# Exercise materials:
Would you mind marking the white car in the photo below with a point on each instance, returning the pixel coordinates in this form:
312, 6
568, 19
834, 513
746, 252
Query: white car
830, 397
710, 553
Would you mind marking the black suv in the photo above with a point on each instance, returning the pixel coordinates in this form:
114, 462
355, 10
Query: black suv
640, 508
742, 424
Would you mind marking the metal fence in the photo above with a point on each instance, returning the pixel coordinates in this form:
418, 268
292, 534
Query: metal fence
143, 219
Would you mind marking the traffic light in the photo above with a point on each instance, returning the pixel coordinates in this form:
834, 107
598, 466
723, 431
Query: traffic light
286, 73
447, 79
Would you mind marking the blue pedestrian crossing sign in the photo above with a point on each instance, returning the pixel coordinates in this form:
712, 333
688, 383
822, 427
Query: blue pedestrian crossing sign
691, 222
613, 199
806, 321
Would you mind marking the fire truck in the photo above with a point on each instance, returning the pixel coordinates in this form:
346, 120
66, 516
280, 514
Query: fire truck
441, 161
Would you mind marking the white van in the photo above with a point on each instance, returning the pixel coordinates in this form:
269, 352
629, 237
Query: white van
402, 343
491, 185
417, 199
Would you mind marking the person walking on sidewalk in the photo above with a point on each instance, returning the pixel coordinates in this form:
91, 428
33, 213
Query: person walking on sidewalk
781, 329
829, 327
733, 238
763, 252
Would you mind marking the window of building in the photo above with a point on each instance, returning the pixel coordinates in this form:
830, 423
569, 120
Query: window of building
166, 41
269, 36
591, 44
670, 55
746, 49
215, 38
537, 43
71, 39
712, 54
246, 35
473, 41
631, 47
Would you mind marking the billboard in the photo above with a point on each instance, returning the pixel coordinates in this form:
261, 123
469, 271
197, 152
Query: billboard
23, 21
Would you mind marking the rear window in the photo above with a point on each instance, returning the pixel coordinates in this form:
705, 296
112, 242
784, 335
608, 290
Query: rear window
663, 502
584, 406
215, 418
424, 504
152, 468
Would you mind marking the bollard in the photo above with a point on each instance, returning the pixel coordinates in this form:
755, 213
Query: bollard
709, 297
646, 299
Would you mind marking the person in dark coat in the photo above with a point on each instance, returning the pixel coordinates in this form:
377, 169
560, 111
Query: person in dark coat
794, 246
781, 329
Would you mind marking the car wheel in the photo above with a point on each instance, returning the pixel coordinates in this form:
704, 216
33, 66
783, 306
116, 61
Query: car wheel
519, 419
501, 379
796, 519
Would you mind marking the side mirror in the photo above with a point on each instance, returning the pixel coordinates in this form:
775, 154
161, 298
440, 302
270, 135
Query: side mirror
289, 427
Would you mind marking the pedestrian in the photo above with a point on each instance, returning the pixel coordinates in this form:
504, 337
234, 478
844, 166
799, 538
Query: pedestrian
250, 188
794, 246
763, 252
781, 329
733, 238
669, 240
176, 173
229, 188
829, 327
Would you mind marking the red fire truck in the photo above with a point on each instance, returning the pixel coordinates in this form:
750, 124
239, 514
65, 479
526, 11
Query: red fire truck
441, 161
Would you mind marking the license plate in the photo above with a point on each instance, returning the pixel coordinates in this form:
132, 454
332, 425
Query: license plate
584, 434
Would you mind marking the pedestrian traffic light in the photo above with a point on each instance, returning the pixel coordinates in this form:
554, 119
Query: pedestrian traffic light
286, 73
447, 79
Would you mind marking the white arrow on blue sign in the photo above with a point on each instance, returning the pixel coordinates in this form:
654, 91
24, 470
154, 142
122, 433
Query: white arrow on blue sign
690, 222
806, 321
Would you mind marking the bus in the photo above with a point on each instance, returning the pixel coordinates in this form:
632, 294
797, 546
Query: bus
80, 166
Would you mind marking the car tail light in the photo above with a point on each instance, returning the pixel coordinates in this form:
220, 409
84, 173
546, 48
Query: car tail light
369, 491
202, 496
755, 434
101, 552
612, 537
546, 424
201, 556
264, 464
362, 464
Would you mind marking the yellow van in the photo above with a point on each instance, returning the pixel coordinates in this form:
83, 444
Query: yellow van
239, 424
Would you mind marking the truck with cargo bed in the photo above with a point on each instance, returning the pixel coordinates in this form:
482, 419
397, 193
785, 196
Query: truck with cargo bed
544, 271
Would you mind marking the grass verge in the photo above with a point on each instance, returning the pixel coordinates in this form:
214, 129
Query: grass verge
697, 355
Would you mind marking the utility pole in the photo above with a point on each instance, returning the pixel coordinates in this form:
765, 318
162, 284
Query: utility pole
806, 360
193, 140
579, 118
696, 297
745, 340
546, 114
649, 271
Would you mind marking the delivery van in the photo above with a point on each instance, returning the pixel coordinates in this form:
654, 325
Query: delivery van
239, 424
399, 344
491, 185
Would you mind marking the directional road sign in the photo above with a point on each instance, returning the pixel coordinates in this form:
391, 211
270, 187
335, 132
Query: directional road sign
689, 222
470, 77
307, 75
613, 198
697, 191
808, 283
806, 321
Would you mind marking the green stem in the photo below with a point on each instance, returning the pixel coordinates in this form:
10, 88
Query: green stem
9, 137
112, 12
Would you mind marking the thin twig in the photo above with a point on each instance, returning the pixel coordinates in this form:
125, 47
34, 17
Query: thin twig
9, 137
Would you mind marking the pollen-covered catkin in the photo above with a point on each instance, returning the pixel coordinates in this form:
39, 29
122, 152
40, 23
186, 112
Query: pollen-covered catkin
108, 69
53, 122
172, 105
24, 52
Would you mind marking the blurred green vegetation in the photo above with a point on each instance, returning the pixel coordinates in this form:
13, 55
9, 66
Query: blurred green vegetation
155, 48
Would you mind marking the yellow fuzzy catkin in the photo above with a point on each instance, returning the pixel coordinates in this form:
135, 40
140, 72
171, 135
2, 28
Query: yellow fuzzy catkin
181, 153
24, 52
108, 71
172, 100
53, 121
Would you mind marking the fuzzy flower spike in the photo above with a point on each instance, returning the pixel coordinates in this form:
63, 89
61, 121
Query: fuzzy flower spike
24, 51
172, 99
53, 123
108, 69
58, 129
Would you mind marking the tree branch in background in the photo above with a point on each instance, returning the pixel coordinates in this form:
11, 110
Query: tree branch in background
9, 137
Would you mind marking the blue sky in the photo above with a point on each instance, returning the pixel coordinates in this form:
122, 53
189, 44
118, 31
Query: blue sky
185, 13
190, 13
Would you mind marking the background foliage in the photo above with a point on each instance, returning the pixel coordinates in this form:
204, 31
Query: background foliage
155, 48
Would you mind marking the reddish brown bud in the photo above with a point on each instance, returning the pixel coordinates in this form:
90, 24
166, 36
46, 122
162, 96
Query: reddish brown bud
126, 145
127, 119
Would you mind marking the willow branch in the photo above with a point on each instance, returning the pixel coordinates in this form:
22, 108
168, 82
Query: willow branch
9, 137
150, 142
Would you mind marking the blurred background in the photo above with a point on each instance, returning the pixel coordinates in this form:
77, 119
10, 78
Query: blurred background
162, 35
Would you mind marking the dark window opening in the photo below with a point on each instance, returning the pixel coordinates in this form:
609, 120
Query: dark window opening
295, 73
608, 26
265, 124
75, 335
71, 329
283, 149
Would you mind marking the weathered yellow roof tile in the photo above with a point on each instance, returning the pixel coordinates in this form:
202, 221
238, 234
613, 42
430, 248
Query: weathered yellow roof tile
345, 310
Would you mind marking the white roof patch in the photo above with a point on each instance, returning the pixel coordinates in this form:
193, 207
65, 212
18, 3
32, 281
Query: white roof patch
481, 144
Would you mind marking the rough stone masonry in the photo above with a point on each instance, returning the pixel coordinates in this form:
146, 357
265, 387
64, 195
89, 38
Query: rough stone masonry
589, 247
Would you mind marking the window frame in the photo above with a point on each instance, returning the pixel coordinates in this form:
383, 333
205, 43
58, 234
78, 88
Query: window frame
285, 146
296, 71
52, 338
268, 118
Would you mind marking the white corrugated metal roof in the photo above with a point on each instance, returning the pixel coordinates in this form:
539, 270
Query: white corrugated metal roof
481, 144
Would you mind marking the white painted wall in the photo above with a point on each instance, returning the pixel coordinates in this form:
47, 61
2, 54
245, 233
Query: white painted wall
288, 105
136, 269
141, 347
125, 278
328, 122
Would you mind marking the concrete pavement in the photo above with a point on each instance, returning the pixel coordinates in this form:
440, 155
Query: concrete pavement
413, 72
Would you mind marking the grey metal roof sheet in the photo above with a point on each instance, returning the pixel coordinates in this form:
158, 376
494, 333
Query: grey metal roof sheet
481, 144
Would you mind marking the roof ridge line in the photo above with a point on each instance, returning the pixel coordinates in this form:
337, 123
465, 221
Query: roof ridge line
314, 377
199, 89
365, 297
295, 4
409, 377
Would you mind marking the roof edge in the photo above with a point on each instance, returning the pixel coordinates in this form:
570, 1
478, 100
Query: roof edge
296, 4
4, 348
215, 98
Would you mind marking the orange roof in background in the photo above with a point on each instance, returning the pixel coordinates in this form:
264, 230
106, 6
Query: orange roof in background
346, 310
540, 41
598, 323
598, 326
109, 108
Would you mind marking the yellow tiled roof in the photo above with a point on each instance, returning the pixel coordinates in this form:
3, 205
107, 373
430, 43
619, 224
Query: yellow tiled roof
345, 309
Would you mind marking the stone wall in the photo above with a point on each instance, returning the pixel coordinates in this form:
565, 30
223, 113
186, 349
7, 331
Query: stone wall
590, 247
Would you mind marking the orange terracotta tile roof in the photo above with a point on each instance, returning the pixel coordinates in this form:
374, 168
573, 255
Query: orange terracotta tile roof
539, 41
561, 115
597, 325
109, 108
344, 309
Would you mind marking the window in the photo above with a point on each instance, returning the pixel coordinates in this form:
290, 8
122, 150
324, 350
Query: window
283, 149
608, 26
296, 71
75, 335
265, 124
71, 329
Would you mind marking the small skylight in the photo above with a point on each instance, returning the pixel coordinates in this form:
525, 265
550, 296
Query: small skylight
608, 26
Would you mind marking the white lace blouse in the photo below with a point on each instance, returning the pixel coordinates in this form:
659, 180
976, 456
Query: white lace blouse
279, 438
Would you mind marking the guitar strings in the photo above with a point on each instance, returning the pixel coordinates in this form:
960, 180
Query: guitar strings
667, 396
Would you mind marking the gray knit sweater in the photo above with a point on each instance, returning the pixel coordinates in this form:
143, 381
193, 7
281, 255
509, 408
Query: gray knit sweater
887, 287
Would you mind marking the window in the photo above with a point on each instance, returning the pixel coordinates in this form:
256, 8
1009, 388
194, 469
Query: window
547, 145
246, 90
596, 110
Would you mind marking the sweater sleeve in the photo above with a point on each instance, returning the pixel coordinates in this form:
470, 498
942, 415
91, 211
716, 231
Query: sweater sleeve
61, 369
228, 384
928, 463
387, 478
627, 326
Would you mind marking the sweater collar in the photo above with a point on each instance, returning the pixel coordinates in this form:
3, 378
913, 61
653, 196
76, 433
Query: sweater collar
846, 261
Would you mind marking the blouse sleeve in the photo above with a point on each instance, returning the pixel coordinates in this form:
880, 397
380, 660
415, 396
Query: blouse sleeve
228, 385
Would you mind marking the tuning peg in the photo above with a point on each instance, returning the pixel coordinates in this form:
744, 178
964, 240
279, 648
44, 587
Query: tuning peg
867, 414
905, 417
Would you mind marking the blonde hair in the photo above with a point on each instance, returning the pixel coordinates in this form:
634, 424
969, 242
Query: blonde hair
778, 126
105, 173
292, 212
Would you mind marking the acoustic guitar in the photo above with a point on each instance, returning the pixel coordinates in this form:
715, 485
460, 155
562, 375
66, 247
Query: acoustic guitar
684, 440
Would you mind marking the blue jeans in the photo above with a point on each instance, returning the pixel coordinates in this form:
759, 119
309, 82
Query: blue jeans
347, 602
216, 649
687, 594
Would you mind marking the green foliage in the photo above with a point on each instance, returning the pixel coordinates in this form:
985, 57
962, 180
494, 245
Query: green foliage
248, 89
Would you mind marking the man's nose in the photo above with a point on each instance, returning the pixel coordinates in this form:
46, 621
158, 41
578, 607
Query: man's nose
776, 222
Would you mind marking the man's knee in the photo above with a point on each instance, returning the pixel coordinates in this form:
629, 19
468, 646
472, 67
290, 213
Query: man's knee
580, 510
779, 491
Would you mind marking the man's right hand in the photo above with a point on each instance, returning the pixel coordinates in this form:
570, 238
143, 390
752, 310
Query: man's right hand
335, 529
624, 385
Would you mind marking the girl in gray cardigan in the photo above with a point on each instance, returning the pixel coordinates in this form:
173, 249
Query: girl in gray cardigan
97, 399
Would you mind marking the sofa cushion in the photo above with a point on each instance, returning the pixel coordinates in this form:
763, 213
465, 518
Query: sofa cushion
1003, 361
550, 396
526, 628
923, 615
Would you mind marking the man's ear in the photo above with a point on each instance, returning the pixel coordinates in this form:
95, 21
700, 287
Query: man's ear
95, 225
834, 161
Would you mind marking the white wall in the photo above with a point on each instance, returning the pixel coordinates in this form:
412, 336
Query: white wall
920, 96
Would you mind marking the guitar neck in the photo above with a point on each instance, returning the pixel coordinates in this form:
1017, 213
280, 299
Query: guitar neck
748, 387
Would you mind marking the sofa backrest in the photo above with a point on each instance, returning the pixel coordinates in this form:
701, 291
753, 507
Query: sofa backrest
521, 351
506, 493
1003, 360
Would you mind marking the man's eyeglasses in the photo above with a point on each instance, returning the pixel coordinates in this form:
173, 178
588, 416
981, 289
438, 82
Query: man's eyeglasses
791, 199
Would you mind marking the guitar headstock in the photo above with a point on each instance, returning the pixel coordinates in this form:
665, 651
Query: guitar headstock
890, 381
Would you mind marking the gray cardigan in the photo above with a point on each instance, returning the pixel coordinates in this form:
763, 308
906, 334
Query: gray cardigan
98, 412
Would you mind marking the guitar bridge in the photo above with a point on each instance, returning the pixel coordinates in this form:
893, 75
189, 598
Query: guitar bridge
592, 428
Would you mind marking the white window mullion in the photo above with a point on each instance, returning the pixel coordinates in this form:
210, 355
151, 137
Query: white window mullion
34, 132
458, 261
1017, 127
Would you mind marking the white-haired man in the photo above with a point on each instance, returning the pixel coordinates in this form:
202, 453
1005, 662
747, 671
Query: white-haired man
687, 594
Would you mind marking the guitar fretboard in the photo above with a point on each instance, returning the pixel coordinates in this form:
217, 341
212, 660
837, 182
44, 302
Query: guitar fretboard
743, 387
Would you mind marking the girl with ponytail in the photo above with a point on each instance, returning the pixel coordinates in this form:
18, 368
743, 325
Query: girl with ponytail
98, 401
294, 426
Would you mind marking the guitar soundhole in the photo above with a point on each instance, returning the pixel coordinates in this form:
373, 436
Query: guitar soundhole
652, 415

# What you will do:
Output the stretch from the line containing "Would you mind marking the guitar headstock" through the last of the lines above as a Markdown table with the columns Row and Line, numbering each row and leaving out blank lines.

# Reply to the exercise:
| Row | Line |
|---|---|
| 1 | Would you mind marking the guitar headstock in the photo above with a point on each instance, returning the pixel coordinates in this form: |
| 2 | 665, 651 |
| 3 | Query: guitar headstock |
| 4 | 890, 381 |
| 5 | Would you mind marking the gray cardigan in the photo above with a point on each instance, returning the pixel coordinates in this form: |
| 6 | 763, 308 |
| 7 | 906, 334 |
| 8 | Query: gray cardigan |
| 9 | 98, 412 |
| 10 | Would you mind marking the guitar bridge in the photo above with a point on each instance, returning the pixel coordinates in this form: |
| 11 | 893, 75 |
| 12 | 189, 598 |
| 13 | Query: guitar bridge |
| 14 | 592, 428 |
| 15 | Would you mind marking the white window mullion in the photo above with a point on each instance, returning the pixel coordinates in this form: |
| 16 | 210, 355 |
| 17 | 151, 137 |
| 18 | Query: white window mullion |
| 19 | 34, 132 |
| 20 | 458, 261 |
| 21 | 1017, 127 |
| 22 | Would you mind marking the white-haired man in the photo above with a point on each instance, returning the pixel coordinates in this form: |
| 23 | 202, 453 |
| 24 | 1005, 662 |
| 25 | 747, 671 |
| 26 | Query: white-haired man |
| 27 | 687, 594 |
| 28 | Would you mind marking the guitar fretboard in the photo above with a point on each instance, returning the pixel coordinates in this form: |
| 29 | 217, 341 |
| 30 | 212, 660 |
| 31 | 837, 182 |
| 32 | 44, 302 |
| 33 | Query: guitar fretboard |
| 34 | 743, 387 |
| 35 | Would you mind marking the girl with ponytail in the photo above with a point on each instance, returning the pixel coordinates in this form: |
| 36 | 18, 368 |
| 37 | 743, 325 |
| 38 | Query: girl with ponytail |
| 39 | 98, 401 |
| 40 | 294, 426 |
| 41 | Would you mind marking the guitar soundhole in the photo above with a point on each instance, returning the pixel coordinates in this form: |
| 42 | 373, 436 |
| 43 | Query: guitar soundhole |
| 44 | 652, 415 |